----- DATA EXCERPTS

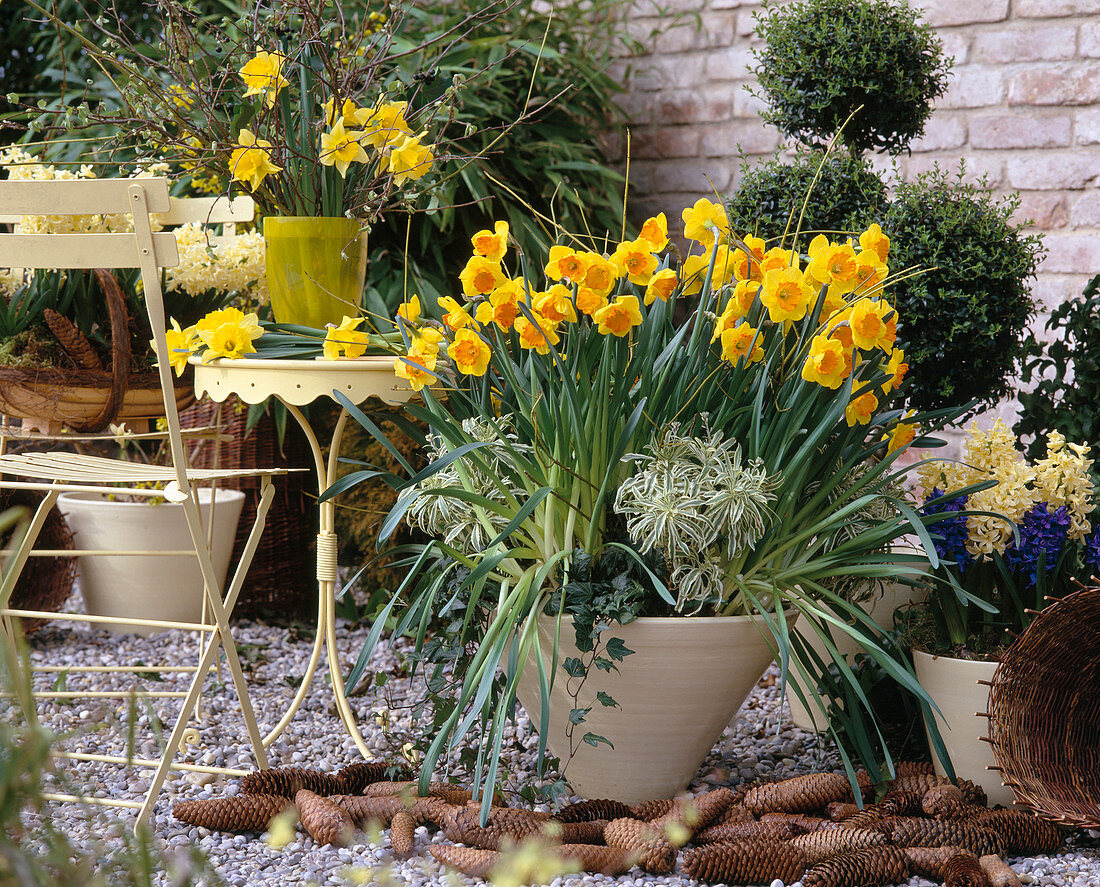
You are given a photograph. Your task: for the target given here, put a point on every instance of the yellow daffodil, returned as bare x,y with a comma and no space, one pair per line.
875,240
661,285
785,295
409,311
748,265
408,160
655,232
737,343
180,345
340,149
384,124
825,364
481,276
492,244
861,408
897,368
635,260
263,76
565,263
345,339
537,335
469,352
703,220
556,305
619,317
251,162
455,316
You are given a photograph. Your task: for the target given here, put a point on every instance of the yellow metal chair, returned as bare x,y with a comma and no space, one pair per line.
56,472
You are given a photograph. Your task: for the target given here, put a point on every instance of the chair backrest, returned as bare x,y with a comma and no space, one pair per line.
141,249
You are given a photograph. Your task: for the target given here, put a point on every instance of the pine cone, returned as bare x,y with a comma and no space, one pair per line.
800,795
473,862
829,842
595,857
585,811
403,833
998,872
913,832
656,853
695,813
650,810
1024,834
355,777
922,783
837,811
239,813
326,822
963,869
930,862
735,831
745,862
875,865
806,823
286,783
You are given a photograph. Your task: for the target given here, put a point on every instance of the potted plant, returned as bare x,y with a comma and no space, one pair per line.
561,382
1010,535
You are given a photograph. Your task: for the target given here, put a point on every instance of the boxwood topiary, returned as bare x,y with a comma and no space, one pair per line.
964,317
847,196
824,58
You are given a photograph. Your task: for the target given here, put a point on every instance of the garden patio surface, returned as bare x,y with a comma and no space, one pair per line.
274,656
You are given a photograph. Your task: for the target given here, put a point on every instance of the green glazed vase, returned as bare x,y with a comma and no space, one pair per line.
316,267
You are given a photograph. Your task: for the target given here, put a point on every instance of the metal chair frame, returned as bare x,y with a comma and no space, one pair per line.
55,472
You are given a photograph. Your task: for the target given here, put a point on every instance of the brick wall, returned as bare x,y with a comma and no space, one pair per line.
1022,108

----------

- WHAT THE TASK REQUIRES
Reproduce, exactly and with nothing added, the lines from the one that includes "of the chair" through the last line of the material.

- ANSWER TO THE PROBLEM
You are given a photograph. Your task: for the target given here, put a point on every instance of the chair backrest, returned as bare x,y with a comma and no space, one pair per line.
141,249
You are given a photograph. Your task: for the target given here, put a point on every instance of the pine cone, returned as bare x,y with a comma and no space, one pair per line.
800,795
473,862
829,842
595,857
585,811
403,833
998,872
913,832
656,853
695,813
650,810
1024,834
355,777
922,783
837,811
239,813
326,822
963,869
930,862
735,831
745,862
875,865
806,823
286,783
You are given a photograph. Your task: for the target given here, put a point on every instance of the potted plant, returned as bare x,y with a comma and no space, one pair per line.
561,382
1010,535
You are given a photograph. Your task: for the target given here, put a point on every instance of the boxwood topiary, returned as bare x,y with a comma and no space, one pair per line.
964,317
847,196
824,58
You are given a photograph. Your task: for the target given here, put a point on every instance of the garden patio surface, returned as bare x,y with a comma and no space, one pair per line.
274,656
You are given a photograph. Your task: for the target given here, put a point on every instance of the green glazed vase, returned as bare x,y with a comma and no space, one pair per line.
316,267
You are given a photograph. Your task: for the target given here, put a point on every instance of the metal chair frame, returned as bare x,y with a comma and no space, one pair per line.
55,472
You are given a photograph. Your task: for the target given here, put a point on every instance of the brick wall, returned as bare x,y with a comma and no space, one pair per line.
1022,108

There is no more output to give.